# To do
Pull out every line in the data that has the string "black" in it.
(Extracted material)
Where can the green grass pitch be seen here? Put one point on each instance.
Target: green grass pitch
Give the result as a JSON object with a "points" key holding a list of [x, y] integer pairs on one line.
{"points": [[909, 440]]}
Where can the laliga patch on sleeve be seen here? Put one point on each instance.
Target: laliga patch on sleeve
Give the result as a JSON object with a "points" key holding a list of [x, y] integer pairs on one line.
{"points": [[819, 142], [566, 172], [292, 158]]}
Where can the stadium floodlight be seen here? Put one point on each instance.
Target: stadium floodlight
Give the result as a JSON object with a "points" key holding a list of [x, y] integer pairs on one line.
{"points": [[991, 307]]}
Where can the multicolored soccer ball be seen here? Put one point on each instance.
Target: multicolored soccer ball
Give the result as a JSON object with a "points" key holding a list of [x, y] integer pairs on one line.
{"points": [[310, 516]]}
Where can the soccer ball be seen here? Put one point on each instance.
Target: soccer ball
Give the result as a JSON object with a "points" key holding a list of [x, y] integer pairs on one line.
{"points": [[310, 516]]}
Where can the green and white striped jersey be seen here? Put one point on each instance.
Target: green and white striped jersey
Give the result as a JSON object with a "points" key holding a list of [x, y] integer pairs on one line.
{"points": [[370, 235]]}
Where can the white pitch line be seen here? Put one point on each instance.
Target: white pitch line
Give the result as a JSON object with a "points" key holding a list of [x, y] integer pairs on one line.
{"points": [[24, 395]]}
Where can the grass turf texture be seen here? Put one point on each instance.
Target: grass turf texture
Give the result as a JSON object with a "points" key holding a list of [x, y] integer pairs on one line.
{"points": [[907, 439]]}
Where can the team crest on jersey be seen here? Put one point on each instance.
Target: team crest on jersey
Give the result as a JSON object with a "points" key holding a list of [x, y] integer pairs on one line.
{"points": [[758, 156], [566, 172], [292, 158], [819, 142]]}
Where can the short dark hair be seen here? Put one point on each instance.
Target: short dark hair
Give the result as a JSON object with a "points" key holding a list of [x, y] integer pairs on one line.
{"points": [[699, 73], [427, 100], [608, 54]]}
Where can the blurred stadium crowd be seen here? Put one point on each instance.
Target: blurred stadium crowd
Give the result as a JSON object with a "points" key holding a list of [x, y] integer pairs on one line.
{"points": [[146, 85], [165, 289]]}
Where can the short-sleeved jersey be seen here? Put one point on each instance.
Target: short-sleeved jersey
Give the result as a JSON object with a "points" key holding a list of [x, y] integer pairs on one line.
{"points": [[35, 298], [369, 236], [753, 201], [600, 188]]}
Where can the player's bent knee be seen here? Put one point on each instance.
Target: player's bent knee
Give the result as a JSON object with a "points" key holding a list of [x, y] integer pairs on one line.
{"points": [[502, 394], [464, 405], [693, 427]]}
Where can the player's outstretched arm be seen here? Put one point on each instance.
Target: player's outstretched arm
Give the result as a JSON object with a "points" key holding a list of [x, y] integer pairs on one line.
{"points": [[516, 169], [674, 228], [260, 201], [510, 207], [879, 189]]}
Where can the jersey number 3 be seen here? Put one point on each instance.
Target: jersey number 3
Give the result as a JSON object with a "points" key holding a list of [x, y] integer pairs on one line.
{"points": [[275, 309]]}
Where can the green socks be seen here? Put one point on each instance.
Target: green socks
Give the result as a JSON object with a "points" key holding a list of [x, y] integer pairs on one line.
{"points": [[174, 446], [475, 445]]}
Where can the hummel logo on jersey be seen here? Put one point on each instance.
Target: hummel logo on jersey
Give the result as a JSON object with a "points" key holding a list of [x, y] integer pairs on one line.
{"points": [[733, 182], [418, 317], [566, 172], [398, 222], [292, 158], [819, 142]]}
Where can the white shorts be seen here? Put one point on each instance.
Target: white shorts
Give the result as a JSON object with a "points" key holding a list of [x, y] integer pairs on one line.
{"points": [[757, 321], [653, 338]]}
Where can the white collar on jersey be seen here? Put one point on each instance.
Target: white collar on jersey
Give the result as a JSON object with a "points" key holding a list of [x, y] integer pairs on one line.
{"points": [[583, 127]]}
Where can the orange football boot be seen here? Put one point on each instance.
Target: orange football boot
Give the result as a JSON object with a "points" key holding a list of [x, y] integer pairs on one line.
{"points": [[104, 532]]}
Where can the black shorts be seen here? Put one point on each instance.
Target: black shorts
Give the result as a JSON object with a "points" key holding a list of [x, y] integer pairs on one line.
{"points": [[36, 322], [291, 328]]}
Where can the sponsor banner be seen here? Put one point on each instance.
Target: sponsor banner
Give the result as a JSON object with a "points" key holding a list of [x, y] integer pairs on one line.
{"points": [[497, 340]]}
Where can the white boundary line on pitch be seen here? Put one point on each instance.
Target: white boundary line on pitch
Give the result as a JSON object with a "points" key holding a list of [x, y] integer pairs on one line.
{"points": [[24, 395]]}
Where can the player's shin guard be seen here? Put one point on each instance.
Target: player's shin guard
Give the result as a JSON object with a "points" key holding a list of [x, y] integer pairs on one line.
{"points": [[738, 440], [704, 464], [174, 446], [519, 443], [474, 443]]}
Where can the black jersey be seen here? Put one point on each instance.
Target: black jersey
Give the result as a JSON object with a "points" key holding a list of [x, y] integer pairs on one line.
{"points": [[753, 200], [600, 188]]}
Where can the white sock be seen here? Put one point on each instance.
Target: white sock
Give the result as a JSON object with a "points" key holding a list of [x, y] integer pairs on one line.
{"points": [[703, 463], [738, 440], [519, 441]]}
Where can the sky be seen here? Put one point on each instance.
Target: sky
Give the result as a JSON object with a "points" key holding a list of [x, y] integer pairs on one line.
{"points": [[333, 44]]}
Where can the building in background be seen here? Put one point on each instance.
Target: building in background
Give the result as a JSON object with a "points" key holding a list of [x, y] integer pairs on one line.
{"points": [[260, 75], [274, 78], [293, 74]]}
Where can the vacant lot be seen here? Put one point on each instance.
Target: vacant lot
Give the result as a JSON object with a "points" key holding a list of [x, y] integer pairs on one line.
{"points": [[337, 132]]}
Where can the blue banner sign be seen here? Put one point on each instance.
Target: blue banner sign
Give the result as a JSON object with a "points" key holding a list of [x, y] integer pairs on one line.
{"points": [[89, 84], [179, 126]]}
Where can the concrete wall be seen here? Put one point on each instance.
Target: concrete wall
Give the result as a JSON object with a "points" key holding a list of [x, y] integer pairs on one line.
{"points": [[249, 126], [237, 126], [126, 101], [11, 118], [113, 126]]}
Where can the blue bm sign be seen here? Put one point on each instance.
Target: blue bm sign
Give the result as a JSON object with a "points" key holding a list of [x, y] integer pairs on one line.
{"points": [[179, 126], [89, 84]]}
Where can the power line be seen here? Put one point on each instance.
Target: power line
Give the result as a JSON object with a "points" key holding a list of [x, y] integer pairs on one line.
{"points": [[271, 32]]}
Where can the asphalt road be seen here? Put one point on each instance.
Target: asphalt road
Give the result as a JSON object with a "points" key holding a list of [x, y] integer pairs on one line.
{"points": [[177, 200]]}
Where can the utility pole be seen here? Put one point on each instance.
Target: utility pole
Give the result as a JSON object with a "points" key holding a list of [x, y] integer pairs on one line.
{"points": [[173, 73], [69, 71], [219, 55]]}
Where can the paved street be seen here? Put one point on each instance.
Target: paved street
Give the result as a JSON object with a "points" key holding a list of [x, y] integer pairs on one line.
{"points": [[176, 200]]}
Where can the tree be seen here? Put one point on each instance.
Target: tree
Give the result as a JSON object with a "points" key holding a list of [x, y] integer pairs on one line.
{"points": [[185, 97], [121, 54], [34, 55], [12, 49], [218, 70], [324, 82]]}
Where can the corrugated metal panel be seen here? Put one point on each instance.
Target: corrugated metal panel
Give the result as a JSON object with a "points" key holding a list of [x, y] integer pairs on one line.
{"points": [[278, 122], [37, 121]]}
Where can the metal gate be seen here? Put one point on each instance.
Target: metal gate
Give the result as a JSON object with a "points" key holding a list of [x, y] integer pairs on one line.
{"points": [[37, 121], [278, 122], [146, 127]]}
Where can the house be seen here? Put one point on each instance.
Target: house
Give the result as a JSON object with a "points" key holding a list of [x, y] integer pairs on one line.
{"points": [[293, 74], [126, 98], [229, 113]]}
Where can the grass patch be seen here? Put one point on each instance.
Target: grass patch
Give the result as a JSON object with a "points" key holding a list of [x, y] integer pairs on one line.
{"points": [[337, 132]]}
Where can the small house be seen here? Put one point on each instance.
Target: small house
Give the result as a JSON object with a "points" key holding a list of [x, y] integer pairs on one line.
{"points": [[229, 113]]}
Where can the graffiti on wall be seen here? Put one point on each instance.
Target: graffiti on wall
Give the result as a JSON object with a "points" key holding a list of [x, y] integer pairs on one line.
(End Extracted material)
# Result of the task
Where can the black shorts be seen here? Put one point on each instance.
Target: black shorts
Where can the black jersey be seen here? Put one point on each instance.
Target: black jersey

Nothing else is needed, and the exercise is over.